_Supplied entries_.
:::::

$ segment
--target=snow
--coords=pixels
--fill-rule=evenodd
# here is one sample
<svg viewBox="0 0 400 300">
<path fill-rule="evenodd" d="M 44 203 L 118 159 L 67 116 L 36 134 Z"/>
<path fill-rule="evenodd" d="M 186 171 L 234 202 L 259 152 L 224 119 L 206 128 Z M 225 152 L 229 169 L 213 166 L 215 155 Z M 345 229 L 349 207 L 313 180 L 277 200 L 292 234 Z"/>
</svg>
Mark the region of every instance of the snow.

:::::

_Task to complete_. Scan the entries for the word "rule". Report each line that has it.

_Exercise result_.
--fill-rule=evenodd
<path fill-rule="evenodd" d="M 44 203 L 118 159 L 67 116 L 36 134 Z"/>
<path fill-rule="evenodd" d="M 186 171 L 234 202 L 259 152 L 224 119 L 206 128 Z M 225 152 L 229 169 L 213 166 L 215 155 Z M 345 229 L 349 207 L 313 180 L 277 200 L 292 234 Z"/>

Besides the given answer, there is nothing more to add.